### PARTS OF THE EXERCISE
1. In the Blond album review below, rewrite the paragraph beginning "The Apple Music exclusive dropped" more briefly, keeping its main facts.
2. Using the Blond album review below, decide whether each statement agrees with it. For each, answer yes or no and quote the deciding words.
(a) Blond contains 17 tracks.
(b) Endless was released the day after Blond.
(c) The Endless video runs 45 minutes.
3. Return the passage of the Blond album review between "Everyone Rejoice To" and "effort titled Blond.", inclusive.

Everyone Rejoice To Frank Ocean’s Long Awaited Sophomore Album ‘Blond’

When artists release a debut album as incredible as Frank Ocean’s Channel Orange their status in the music industry seems to change overnight. Suddenly your sought out to pen for the best in the game and fans are clamoring for the next body of work they can get lost in. Channel Orange became an instant classic gaining critical and commercial acclaim with many people including me relating to the an artist finding his identity through his music and sharing some of his journey for anyone willing to listen. It has been a challenge waiting for Frank to craft his next masterpiece but after four years and numerous past due dates we have his sophomore effort titled Blond.

The Apple Music exclusive dropped on August 20th a day after Ocean released a visual project called Endless. The 45 minute video showed the New Orleans crooner building a staircase while unreleased music played in the background. While the reception for the artistic piece was mixed, I appreciated hearing his musical process and collaborations with amazing artists like Jazmine Sullivan, Sampha and James Blake. But let’s get back to the point of this post, Blond is finally out and if you haven’t heard it with your own ears yet, I’m sure you’ve read the positive reviews from critics and people from Twitter since it dropped this weekend.

Instead of racing to post another glowing review for this 17 track body of work without having some time with it, I wanted to reflect on my numerous plays of this album because I took a lot from this album. One of my favorite things about Frank Ocean’s music is his ability  to turn his personal experiences to songs that can be universally felt and understood. You don’t have to be gay to relate to the feeling of being misunderstood on “Bad Religion”. A bank account with never ending zeros isn’t needed to see that money doesn’t buy happiness on “Super Rich Kids”. Ocean definitely topped my expectations with this album and has tapped even deeper into his emotions with Blond. Let’s get into this album:

Nike: Materialism is the theme of the moody opener for Blond. “These bitches want Nike / They looking for a check / Tell em it ain’t likely,” Ocean sings through distortion. Some feel the need to base all of their self worth and value in the brands they wear, the phones they use and their Urban Outfitters trendy appearance. So many quote worthy lines in “Nike” beyond the materialism theme. My favorite is toward the end when Ocean confesses, “I may be younger but I’ll look after you / We’re not in love / but I’ll make love to you / When you’re not here I’ll save some for you / I’m not him but I’ll mean something to you.” Oh how I’ve missed sincere lines like that from Frank.

### LISTED RECORDS
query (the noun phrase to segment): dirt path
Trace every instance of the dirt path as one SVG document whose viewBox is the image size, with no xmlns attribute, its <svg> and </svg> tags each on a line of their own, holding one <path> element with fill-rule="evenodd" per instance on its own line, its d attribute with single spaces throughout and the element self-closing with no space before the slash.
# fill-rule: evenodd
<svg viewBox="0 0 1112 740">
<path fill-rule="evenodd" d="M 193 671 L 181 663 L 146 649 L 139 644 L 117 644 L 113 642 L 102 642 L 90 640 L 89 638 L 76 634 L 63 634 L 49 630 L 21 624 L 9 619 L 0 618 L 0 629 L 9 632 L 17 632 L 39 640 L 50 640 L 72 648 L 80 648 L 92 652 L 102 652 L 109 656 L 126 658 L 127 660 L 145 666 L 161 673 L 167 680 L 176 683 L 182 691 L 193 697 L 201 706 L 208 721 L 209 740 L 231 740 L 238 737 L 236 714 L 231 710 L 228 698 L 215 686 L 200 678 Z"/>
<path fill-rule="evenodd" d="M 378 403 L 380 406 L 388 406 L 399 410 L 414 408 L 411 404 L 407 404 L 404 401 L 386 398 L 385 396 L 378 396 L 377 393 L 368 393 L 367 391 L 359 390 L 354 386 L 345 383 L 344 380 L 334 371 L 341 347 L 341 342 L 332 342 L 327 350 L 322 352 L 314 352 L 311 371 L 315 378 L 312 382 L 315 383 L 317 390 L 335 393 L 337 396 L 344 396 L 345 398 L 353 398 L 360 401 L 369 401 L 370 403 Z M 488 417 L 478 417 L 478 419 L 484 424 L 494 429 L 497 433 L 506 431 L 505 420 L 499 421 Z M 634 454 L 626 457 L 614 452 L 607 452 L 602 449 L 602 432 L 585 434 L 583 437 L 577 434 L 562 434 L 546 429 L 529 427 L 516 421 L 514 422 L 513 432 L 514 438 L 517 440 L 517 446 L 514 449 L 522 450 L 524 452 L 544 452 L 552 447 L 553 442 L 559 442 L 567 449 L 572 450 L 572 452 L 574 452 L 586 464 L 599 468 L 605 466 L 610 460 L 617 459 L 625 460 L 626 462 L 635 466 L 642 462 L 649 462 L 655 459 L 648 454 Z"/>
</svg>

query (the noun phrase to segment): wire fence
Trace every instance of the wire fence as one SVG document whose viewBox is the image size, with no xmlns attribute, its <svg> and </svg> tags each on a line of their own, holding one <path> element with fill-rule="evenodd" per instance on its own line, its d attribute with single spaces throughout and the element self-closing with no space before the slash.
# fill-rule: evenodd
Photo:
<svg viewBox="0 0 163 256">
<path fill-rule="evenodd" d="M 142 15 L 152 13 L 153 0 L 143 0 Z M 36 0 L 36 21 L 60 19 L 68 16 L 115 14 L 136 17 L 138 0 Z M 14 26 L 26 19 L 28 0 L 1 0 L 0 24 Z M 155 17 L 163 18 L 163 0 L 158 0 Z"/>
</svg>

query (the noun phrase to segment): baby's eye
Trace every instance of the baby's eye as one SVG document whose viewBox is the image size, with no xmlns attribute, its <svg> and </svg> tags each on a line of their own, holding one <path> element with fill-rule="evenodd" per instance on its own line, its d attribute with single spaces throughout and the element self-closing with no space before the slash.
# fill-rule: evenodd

### RESPONSES
1. Blond, an Apple Music exclusive, came out on August 20th. The day before, the New Orleans singer released Endless, a 45-minute video of himself building a staircase while unreleased music played. Reception of Endless was mixed, but the writer valued hearing his musical process and his collaborations with Jazmine Sullivan, Sampha and James Blake. Since its release that weekend, Blond has drawn positive reviews from critics and from people on Twitter.

2.
(a) Yes: "this 17 track body of work"
(b) No: "dropped on August 20th a day after Ocean released a visual project called Endless"
(c) Yes: "The 45 minute video"

3.
Everyone Rejoice To Frank Ocean’s Long Awaited Sophomore Album ‘Blond’

When artists release a debut album as incredible as Frank Ocean’s Channel Orange their status in the music industry seems to change overnight. Suddenly your sought out to pen for the best in the game and fans are clamoring for the next body of work they can get lost in. Channel Orange became an instant classic gaining critical and commercial acclaim with many people including me relating to the an artist finding his identity through his music and sharing some of his journey for anyone willing to listen. It has been a challenge waiting for Frank to craft his next masterpiece but after four years and numerous past due dates we have his sophomore effort titled Blond.